=== Work to complete ===
Please give the data from the line holding "the dog's nose?" through the last line of the data, inclusive, as a Markdown table with the columns Row and Line, one numbered row per line. Leave out blank lines and the pictures.

=== Recorded information ===

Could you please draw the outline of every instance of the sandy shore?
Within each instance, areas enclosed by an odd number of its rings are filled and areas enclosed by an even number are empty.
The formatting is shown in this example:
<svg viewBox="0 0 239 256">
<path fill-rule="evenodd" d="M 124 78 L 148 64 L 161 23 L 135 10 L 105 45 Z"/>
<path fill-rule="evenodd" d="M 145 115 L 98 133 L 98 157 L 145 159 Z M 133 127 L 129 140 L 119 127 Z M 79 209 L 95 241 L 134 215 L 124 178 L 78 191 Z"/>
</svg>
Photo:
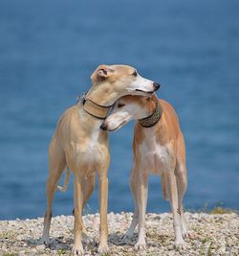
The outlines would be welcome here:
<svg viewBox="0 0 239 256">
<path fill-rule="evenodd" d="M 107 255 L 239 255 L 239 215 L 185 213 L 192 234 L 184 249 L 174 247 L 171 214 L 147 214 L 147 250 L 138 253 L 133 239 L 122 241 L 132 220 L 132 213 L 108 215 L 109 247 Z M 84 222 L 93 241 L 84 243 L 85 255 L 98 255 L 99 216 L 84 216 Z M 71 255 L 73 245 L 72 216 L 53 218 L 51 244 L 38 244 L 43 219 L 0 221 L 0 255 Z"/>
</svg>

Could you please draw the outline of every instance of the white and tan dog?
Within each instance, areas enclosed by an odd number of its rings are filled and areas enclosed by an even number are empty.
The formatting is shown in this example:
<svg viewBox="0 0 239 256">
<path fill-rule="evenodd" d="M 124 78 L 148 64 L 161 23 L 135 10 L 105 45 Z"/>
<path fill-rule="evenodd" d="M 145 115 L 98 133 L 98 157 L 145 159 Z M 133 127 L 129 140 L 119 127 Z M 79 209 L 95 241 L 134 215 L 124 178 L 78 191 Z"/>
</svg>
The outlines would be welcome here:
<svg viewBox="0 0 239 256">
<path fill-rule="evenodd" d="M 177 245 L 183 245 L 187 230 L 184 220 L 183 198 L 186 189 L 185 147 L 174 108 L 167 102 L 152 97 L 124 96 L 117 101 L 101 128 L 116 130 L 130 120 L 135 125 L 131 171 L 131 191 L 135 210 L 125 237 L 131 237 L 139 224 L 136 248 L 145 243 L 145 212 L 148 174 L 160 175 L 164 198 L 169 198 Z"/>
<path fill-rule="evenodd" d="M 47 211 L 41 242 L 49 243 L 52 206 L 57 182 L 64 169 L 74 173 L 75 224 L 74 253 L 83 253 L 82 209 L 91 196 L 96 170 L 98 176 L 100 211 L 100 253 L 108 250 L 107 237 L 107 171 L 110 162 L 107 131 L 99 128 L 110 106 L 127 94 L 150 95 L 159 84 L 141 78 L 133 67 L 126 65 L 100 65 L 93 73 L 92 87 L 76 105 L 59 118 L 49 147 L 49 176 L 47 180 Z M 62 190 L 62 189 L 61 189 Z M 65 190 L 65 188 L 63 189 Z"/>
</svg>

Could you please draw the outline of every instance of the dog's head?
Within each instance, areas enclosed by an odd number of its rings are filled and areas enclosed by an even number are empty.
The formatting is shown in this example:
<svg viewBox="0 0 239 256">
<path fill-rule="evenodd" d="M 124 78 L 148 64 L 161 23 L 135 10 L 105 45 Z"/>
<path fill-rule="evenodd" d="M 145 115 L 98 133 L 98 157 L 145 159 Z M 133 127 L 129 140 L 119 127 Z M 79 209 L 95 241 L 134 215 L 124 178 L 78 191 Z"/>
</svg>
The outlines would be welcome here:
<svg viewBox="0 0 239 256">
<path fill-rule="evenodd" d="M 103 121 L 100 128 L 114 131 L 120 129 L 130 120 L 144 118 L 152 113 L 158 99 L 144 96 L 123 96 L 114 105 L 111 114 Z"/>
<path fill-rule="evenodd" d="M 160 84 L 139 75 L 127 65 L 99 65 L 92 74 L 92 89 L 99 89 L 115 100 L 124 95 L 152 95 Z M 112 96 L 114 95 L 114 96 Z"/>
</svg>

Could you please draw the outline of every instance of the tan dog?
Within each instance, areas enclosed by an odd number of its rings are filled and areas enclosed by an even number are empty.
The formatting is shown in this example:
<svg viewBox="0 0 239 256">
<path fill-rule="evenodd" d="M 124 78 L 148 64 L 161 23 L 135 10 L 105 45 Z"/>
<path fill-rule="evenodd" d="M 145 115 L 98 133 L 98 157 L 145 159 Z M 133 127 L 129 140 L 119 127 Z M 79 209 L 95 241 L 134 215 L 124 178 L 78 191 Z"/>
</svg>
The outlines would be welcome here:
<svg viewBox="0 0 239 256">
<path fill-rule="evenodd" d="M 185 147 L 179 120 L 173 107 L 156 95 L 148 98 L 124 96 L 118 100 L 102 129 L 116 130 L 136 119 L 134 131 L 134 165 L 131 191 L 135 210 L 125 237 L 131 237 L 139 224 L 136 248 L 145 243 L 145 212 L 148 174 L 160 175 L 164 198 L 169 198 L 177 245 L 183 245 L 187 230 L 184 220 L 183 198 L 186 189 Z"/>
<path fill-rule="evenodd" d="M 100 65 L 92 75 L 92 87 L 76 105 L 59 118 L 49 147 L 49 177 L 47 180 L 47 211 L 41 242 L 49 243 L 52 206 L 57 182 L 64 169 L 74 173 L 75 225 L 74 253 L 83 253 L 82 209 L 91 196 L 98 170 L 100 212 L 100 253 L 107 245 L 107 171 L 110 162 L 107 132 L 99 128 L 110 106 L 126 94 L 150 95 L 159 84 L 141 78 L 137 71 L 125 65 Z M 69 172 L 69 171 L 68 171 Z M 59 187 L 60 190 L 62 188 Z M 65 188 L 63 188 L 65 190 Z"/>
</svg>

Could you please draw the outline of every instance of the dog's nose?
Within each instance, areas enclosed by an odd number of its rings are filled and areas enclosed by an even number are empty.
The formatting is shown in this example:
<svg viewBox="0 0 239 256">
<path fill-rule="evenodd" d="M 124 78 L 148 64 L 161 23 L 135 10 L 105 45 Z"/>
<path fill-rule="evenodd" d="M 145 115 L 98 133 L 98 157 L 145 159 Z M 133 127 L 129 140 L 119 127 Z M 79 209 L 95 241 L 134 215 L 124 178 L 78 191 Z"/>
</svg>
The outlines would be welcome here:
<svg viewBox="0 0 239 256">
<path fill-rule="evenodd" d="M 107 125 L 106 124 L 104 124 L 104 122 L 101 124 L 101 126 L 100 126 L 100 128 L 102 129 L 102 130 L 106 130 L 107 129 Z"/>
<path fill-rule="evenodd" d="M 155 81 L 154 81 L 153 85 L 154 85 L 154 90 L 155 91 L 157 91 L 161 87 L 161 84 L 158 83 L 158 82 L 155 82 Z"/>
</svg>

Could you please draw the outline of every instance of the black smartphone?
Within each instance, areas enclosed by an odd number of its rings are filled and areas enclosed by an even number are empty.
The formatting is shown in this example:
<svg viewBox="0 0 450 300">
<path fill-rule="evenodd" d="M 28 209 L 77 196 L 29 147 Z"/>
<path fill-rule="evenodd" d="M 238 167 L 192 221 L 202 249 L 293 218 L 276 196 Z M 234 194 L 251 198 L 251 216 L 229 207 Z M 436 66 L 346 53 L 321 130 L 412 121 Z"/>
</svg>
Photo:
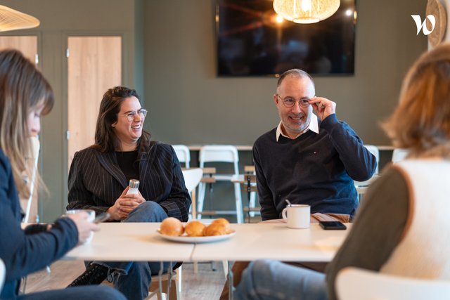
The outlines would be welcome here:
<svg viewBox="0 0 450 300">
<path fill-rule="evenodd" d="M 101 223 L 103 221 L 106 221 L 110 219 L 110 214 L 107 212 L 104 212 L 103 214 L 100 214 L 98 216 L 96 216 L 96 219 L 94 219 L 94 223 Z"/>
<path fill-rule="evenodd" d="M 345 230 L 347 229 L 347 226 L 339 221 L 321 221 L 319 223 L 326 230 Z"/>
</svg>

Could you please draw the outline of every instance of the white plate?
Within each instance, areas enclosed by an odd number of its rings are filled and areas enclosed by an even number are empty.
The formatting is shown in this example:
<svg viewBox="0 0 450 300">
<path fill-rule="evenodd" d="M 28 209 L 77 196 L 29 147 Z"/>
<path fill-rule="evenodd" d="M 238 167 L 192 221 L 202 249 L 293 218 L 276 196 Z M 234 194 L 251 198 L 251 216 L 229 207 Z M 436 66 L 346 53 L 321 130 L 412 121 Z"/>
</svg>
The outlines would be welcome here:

=== Written response ===
| Row | Line |
|---|---|
| 1 | Could you please draw the outline of every instance of the dog's nose? |
| 2 | Within each instance, areas enclosed by an odd number of its rings are filled and areas enclosed by an even number are empty. |
| 3 | The formatting is shown in this example: |
| 4 | <svg viewBox="0 0 239 256"> |
| 5 | <path fill-rule="evenodd" d="M 124 78 L 148 64 L 161 23 L 135 10 L 105 45 Z"/> |
| 6 | <path fill-rule="evenodd" d="M 145 115 L 98 133 L 98 157 L 145 159 Z M 133 127 L 129 140 L 119 127 Z M 79 209 L 95 241 L 134 215 L 124 178 L 78 191 Z"/> |
| 7 | </svg> |
| 8 | The outlines would be welcome here: |
| 9 | <svg viewBox="0 0 239 256"> |
| 10 | <path fill-rule="evenodd" d="M 107 125 L 106 124 L 104 124 L 104 122 L 101 124 L 101 126 L 100 126 L 100 128 L 102 129 L 102 130 L 106 130 L 107 129 Z"/> |
| 11 | <path fill-rule="evenodd" d="M 155 81 L 154 81 L 153 85 L 154 85 L 154 90 L 155 91 L 157 91 L 161 87 L 161 84 L 158 83 L 158 82 L 155 82 Z"/> |
| 12 | </svg> |
| 13 | Could you please draw the outline of every instance of the black smartphone? |
| 14 | Within each instance, areas enclosed by an odd number of its rings are filled and areas enclosed by an even number are empty. |
| 15 | The formatting is shown in this example: |
| 16 | <svg viewBox="0 0 450 300"> |
| 17 | <path fill-rule="evenodd" d="M 28 209 L 77 196 L 29 147 Z"/> |
| 18 | <path fill-rule="evenodd" d="M 238 167 L 192 221 L 202 249 L 293 218 L 276 196 Z M 234 194 L 251 198 L 251 216 L 229 207 Z M 436 66 L 346 53 L 321 130 L 412 121 Z"/> |
| 19 | </svg> |
| 20 | Photo: |
| 21 | The outlines would be welcome here: |
| 22 | <svg viewBox="0 0 450 300"> |
| 23 | <path fill-rule="evenodd" d="M 101 223 L 103 221 L 106 221 L 110 219 L 110 214 L 107 212 L 104 212 L 103 214 L 100 214 L 98 216 L 96 216 L 96 219 L 94 219 L 94 223 Z"/> |
| 24 | <path fill-rule="evenodd" d="M 345 230 L 347 229 L 347 226 L 339 221 L 321 221 L 319 223 L 326 230 Z"/> |
| 25 | </svg> |
| 26 | Could you please draw the outline of every instance of the white plate? |
| 27 | Within each instance, areas enclosed by an odd number of its rings are filled and areas enclosed by an even number are empty. |
| 28 | The formatting is shown in this example: |
| 29 | <svg viewBox="0 0 450 300"> |
| 30 | <path fill-rule="evenodd" d="M 28 209 L 77 196 L 29 147 Z"/> |
| 31 | <path fill-rule="evenodd" d="M 238 167 L 192 221 L 202 249 L 293 218 L 276 196 Z M 234 194 L 251 198 L 251 216 L 229 207 Z M 436 66 L 346 53 L 321 130 L 412 121 Z"/> |
| 32 | </svg> |
| 33 | The outlines would be welcome here: |